» **Directions for this task**: The answer should hold exactly the lines of the entries below from the one containing "Q: Locate the purple" through the last line, both included.
(Provided records Opens)
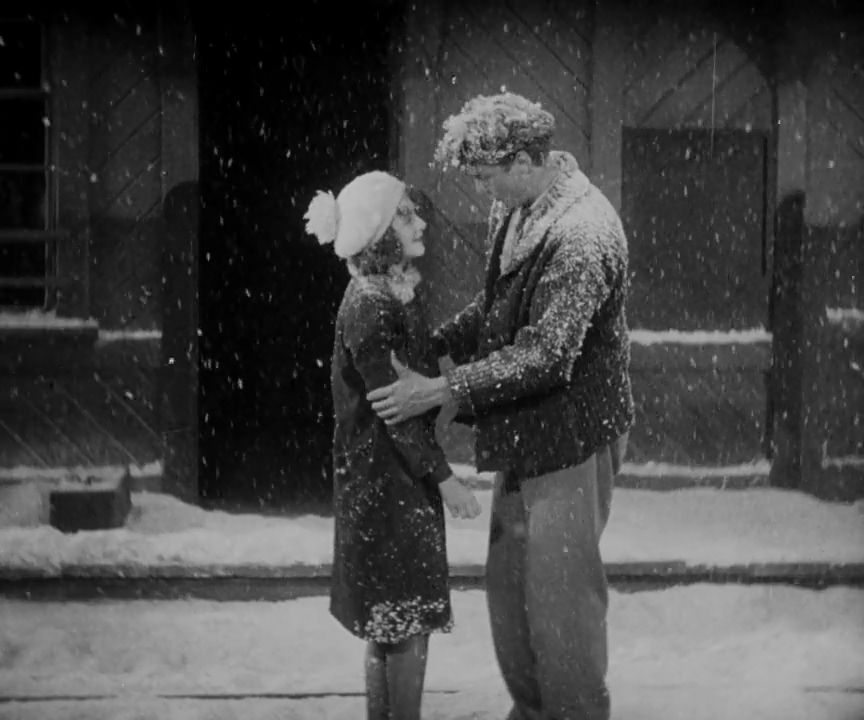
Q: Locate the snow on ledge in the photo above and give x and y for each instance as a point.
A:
(38, 319)
(700, 337)
(107, 336)
(659, 469)
(695, 527)
(841, 463)
(26, 472)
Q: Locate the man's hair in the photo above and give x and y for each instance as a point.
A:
(492, 130)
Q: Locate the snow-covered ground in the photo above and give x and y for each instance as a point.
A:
(718, 652)
(698, 526)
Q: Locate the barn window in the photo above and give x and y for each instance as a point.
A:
(27, 243)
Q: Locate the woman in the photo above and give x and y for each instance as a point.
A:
(390, 573)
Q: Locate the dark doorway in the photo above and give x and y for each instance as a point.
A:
(290, 104)
(694, 206)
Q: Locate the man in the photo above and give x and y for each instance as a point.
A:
(542, 368)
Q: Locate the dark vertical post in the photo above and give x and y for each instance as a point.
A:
(178, 377)
(68, 43)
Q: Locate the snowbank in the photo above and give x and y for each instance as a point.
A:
(697, 527)
(763, 646)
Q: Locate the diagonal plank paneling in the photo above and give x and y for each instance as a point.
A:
(686, 75)
(125, 164)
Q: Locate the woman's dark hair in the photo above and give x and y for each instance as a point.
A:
(537, 150)
(379, 257)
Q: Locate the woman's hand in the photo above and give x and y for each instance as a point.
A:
(460, 501)
(410, 396)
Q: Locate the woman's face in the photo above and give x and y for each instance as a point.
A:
(408, 227)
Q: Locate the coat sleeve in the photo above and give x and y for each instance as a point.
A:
(572, 288)
(458, 337)
(371, 332)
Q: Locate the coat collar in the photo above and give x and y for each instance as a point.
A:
(570, 185)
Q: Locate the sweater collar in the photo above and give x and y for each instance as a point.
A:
(568, 188)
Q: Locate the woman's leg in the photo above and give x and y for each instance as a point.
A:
(377, 697)
(406, 673)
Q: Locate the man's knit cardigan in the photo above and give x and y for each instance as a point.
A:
(542, 353)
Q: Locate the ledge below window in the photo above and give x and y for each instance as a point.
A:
(41, 344)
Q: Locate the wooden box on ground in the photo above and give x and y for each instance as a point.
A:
(91, 503)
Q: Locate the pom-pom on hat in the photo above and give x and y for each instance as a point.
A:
(359, 216)
(489, 129)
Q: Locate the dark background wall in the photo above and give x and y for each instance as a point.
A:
(287, 108)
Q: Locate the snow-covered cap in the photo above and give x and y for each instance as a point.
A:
(490, 129)
(359, 216)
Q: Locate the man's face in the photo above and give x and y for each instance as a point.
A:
(409, 227)
(509, 184)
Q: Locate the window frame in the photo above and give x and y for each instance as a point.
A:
(64, 87)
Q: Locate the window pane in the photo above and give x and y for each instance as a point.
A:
(20, 55)
(22, 260)
(22, 201)
(22, 131)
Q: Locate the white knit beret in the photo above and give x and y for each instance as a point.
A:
(359, 216)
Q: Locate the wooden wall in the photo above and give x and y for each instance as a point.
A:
(832, 406)
(687, 72)
(454, 52)
(125, 162)
(98, 403)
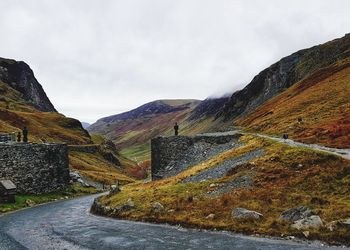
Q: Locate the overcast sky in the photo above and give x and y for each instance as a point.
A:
(97, 58)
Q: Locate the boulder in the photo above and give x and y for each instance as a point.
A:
(114, 190)
(334, 225)
(243, 213)
(30, 203)
(312, 222)
(130, 203)
(297, 213)
(157, 207)
(122, 208)
(210, 217)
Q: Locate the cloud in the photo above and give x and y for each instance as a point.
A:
(96, 58)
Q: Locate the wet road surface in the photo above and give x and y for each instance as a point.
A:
(69, 225)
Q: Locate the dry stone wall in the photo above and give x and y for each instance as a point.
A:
(35, 168)
(173, 154)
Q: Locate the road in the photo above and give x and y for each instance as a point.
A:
(69, 225)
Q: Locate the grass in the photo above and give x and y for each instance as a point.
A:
(322, 103)
(284, 177)
(71, 191)
(98, 169)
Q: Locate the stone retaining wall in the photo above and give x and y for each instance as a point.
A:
(35, 168)
(165, 150)
(92, 148)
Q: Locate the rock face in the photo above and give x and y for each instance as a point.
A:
(295, 214)
(35, 168)
(20, 77)
(242, 213)
(281, 75)
(166, 152)
(312, 222)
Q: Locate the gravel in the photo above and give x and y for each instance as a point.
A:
(220, 170)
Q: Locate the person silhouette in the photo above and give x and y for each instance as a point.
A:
(19, 136)
(25, 134)
(176, 128)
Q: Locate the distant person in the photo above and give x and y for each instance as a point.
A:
(19, 136)
(25, 134)
(176, 128)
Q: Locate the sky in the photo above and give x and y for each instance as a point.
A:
(97, 58)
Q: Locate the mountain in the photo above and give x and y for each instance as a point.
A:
(20, 77)
(131, 131)
(282, 75)
(23, 102)
(85, 124)
(271, 103)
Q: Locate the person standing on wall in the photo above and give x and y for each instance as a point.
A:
(176, 128)
(25, 134)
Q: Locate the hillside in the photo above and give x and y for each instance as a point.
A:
(23, 102)
(315, 110)
(257, 174)
(131, 131)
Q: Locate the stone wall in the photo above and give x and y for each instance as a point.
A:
(35, 168)
(167, 151)
(91, 148)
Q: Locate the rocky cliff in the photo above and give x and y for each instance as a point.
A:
(283, 74)
(20, 77)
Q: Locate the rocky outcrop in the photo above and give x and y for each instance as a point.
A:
(297, 213)
(208, 107)
(35, 168)
(283, 74)
(242, 213)
(20, 77)
(171, 155)
(312, 222)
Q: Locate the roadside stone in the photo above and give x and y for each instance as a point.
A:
(122, 208)
(334, 225)
(312, 222)
(114, 190)
(306, 234)
(157, 207)
(210, 217)
(30, 203)
(242, 213)
(130, 203)
(297, 213)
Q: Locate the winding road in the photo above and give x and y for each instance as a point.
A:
(69, 225)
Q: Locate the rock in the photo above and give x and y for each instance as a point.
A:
(295, 214)
(157, 207)
(334, 225)
(306, 234)
(122, 208)
(243, 213)
(312, 222)
(210, 217)
(130, 203)
(30, 203)
(114, 190)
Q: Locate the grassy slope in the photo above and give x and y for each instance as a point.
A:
(133, 136)
(96, 168)
(321, 100)
(55, 127)
(321, 183)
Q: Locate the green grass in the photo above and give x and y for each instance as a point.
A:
(71, 191)
(138, 153)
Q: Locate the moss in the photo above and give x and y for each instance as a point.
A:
(71, 191)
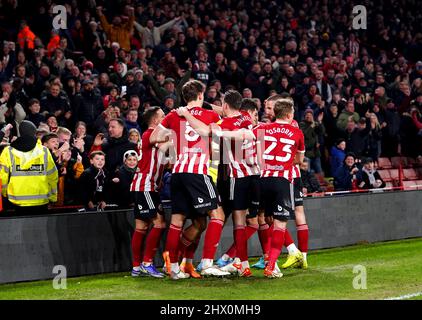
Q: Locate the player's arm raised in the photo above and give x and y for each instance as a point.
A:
(160, 135)
(200, 127)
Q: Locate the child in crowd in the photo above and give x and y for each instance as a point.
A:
(34, 114)
(92, 183)
(123, 178)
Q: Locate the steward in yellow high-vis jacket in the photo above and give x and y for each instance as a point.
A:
(27, 171)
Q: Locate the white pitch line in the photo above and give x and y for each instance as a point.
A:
(406, 296)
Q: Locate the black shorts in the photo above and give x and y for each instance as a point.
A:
(278, 197)
(147, 205)
(244, 194)
(298, 191)
(223, 187)
(193, 194)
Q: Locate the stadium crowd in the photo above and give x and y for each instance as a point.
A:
(357, 93)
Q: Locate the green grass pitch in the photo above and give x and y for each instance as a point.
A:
(393, 269)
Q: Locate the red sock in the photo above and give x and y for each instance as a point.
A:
(190, 251)
(232, 250)
(277, 240)
(152, 243)
(250, 230)
(288, 239)
(241, 242)
(172, 243)
(212, 237)
(184, 243)
(302, 237)
(137, 240)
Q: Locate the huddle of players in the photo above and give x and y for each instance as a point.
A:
(257, 166)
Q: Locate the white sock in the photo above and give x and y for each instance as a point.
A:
(206, 263)
(175, 267)
(225, 257)
(245, 264)
(292, 249)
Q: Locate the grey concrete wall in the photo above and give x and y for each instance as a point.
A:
(96, 243)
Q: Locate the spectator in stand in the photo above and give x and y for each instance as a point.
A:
(346, 115)
(131, 121)
(337, 155)
(93, 184)
(356, 137)
(310, 182)
(115, 145)
(118, 32)
(123, 178)
(370, 178)
(347, 176)
(88, 105)
(311, 130)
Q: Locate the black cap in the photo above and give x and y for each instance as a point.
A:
(87, 81)
(27, 129)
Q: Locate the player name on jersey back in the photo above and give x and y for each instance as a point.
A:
(278, 144)
(193, 150)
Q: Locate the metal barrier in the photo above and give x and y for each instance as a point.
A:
(92, 243)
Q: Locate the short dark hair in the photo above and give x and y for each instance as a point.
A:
(119, 121)
(33, 101)
(249, 104)
(47, 137)
(96, 153)
(149, 114)
(191, 90)
(283, 107)
(234, 99)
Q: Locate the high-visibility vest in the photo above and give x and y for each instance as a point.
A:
(28, 178)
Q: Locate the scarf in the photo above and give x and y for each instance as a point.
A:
(370, 174)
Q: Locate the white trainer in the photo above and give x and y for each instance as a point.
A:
(230, 268)
(179, 275)
(214, 271)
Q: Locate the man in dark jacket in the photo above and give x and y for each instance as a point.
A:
(115, 146)
(57, 103)
(88, 105)
(370, 177)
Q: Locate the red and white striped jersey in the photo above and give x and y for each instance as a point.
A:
(240, 154)
(150, 168)
(279, 142)
(193, 150)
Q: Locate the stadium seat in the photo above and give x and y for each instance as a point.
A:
(411, 162)
(395, 162)
(409, 185)
(384, 163)
(394, 174)
(410, 174)
(385, 175)
(389, 184)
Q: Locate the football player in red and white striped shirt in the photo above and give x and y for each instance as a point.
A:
(297, 258)
(193, 195)
(279, 146)
(147, 200)
(241, 157)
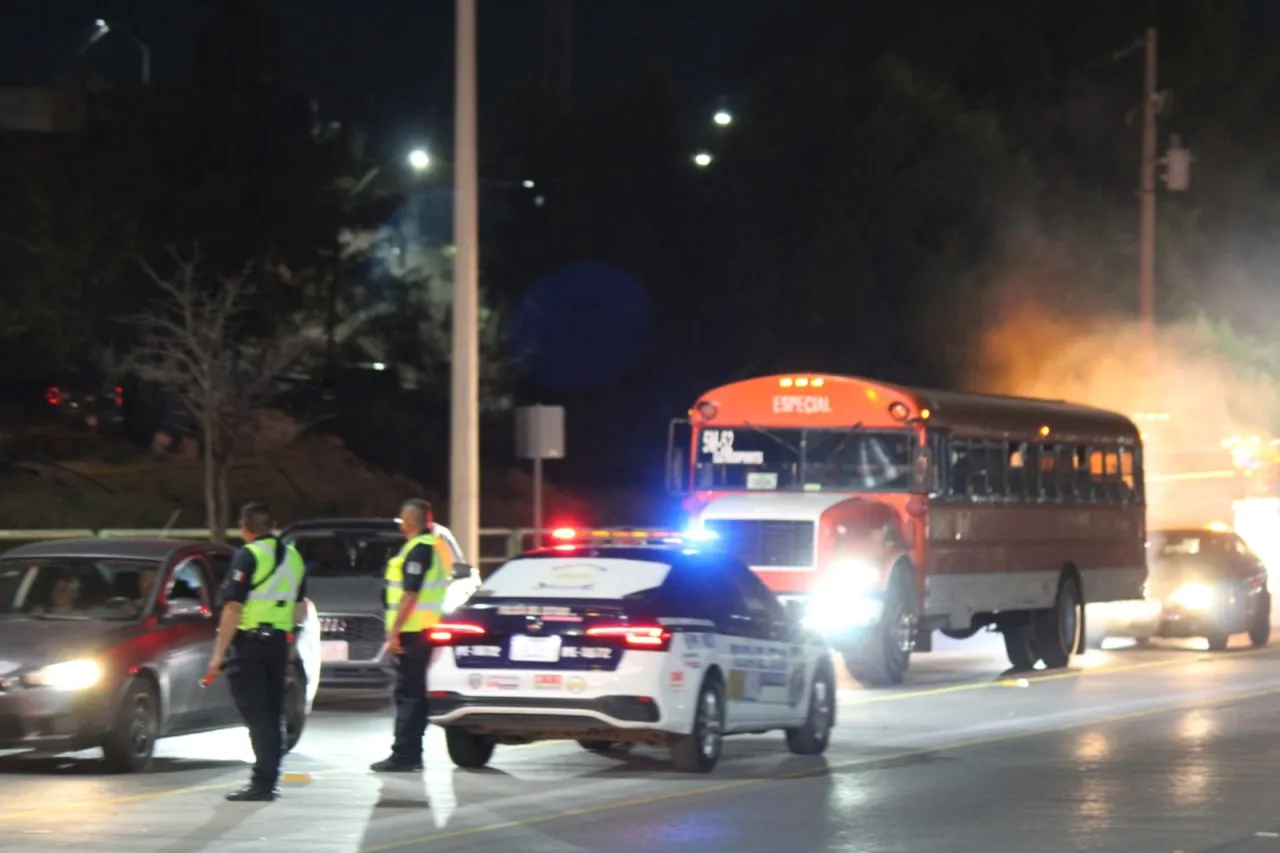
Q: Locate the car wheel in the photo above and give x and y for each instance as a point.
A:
(885, 656)
(1260, 633)
(813, 737)
(467, 749)
(295, 708)
(1020, 646)
(699, 751)
(1219, 642)
(131, 743)
(1057, 629)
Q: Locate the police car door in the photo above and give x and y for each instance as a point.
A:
(759, 669)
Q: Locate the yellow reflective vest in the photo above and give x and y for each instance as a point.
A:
(273, 602)
(430, 598)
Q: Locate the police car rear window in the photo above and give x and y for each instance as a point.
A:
(574, 578)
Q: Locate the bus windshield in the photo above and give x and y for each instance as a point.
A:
(803, 460)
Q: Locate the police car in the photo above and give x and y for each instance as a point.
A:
(607, 643)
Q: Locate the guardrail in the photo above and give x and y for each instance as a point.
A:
(497, 544)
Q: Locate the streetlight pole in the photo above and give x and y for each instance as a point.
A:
(1147, 249)
(465, 404)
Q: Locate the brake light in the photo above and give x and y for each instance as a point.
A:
(652, 638)
(448, 633)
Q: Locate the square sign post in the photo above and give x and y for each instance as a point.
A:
(539, 436)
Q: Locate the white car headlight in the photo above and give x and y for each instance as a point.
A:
(1193, 596)
(72, 675)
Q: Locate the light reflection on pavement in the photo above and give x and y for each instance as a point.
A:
(1161, 749)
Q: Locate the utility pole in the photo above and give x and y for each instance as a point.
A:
(1147, 249)
(465, 401)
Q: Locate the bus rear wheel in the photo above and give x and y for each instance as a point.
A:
(1057, 629)
(883, 657)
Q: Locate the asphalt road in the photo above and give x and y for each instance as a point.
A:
(1134, 751)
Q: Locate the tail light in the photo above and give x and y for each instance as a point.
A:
(449, 633)
(649, 638)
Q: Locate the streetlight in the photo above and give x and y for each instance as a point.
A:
(419, 160)
(465, 381)
(101, 27)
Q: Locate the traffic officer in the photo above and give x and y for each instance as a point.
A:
(414, 598)
(263, 602)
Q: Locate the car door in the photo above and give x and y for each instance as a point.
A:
(781, 676)
(186, 611)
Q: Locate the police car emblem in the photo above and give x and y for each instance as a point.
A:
(795, 688)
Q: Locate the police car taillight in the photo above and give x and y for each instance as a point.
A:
(649, 638)
(448, 633)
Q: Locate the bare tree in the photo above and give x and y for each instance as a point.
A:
(195, 343)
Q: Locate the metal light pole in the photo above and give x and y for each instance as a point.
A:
(1147, 249)
(465, 404)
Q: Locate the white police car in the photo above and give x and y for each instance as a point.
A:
(612, 644)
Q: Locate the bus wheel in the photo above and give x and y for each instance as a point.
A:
(885, 656)
(1057, 629)
(1020, 644)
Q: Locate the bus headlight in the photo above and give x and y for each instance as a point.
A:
(1193, 596)
(72, 675)
(844, 598)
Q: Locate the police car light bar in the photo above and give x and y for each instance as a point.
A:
(620, 536)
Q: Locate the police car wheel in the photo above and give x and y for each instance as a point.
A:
(132, 740)
(467, 749)
(813, 737)
(699, 751)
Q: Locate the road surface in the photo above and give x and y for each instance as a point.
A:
(1134, 751)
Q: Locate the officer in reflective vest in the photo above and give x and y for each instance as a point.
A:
(414, 600)
(263, 602)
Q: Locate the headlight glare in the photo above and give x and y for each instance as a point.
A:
(1193, 596)
(71, 675)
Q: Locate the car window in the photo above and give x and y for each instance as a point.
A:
(700, 588)
(579, 576)
(222, 564)
(188, 583)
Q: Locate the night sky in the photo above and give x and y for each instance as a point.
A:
(400, 49)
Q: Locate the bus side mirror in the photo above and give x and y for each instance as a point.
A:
(923, 474)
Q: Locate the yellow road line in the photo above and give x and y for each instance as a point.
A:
(891, 697)
(827, 769)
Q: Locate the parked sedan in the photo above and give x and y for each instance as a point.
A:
(105, 643)
(346, 562)
(1200, 584)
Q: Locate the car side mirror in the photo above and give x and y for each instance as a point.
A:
(186, 609)
(795, 610)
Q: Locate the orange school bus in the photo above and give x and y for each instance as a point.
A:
(891, 512)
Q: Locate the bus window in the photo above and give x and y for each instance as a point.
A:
(1018, 487)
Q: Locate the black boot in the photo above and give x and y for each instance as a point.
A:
(254, 793)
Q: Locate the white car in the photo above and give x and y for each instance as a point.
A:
(627, 644)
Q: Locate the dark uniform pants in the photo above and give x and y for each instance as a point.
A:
(411, 698)
(256, 671)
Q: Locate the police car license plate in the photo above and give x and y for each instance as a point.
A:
(534, 649)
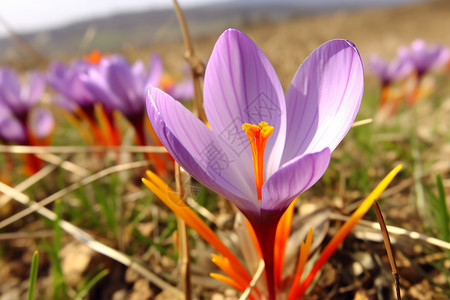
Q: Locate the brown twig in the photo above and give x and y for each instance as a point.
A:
(390, 252)
(197, 66)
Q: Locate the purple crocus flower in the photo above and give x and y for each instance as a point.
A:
(119, 85)
(11, 129)
(241, 88)
(426, 57)
(390, 71)
(20, 98)
(66, 80)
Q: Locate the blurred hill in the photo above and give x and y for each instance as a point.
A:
(160, 26)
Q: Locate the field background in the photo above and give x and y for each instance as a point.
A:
(417, 137)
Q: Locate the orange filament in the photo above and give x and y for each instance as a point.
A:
(257, 136)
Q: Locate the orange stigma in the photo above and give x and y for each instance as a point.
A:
(257, 136)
(Provided records Closes)
» **Exercise solution**:
Q: Locate the purple crocus flower in the photo above and give x and y for each instance as a point.
A:
(119, 85)
(11, 129)
(241, 88)
(426, 57)
(390, 71)
(20, 98)
(66, 80)
Q: Locate the blurred hill in the photo above and give x and y for each instance as a point.
A:
(160, 26)
Q: Locate the field background in the photo above and give x and y for each instance as a point.
A:
(417, 137)
Q: Locate the orange filament in the photo above and give x and y for each instance as a point.
A:
(257, 136)
Q: Locate the orange stigma in the photo above and give x and y for each instance as a point.
A:
(257, 136)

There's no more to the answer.